▸ **Dataset records**:
━━━━━━━━

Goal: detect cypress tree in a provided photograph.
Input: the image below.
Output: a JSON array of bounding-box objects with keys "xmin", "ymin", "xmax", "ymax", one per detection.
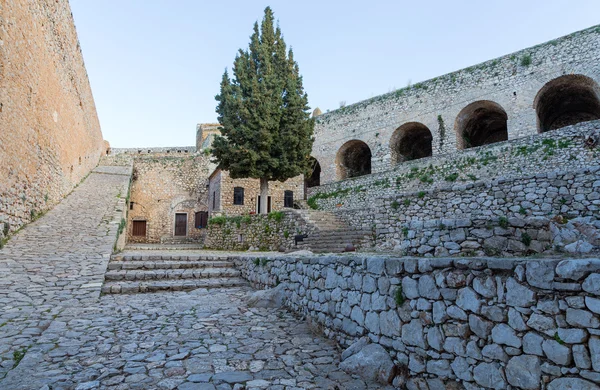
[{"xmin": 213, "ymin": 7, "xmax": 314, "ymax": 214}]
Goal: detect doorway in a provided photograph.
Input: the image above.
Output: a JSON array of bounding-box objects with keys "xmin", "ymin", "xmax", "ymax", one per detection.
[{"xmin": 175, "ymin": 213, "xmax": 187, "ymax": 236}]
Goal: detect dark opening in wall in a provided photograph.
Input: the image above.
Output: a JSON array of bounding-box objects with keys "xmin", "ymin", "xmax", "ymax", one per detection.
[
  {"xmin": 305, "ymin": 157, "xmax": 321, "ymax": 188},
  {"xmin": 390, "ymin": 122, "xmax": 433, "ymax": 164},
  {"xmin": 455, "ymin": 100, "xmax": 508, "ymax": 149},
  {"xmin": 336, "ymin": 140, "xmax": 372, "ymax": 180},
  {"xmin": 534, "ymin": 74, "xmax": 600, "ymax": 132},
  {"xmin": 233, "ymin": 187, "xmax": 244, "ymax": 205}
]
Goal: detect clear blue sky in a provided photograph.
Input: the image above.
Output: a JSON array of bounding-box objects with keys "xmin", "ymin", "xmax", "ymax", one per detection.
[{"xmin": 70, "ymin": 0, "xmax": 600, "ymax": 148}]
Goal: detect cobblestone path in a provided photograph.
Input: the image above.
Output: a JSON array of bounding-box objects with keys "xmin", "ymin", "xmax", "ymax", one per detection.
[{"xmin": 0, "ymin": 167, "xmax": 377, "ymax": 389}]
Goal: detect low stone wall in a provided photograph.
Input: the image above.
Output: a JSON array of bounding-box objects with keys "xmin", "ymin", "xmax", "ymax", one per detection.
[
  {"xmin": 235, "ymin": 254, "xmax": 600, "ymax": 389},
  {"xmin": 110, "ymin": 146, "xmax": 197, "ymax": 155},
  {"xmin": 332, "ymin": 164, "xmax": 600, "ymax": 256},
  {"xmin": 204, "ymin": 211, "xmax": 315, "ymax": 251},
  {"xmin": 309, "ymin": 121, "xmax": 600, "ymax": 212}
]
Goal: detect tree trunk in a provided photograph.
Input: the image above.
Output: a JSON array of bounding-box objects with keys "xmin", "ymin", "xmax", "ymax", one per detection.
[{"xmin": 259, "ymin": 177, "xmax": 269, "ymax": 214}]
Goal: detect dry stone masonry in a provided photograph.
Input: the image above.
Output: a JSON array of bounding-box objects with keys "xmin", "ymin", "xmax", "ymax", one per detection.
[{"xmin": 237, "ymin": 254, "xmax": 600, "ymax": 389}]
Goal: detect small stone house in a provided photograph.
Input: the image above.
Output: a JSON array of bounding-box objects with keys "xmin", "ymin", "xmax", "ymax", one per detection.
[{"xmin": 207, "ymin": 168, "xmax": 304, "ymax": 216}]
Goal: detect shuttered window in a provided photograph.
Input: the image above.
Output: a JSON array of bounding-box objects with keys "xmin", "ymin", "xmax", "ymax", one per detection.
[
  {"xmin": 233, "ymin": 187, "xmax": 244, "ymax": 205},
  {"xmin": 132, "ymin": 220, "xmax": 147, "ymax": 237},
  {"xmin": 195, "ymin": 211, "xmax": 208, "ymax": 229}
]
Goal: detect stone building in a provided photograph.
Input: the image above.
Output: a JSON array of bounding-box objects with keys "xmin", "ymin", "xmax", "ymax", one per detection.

━━━━━━━━

▸ **Exercise aim**:
Gather up the lines containing the word "tree" from these records and copy them.

▸ **Response for this exercise**:
Goal: detect cypress tree in a provided photograph.
Goal: detect tree trunk in a provided photograph.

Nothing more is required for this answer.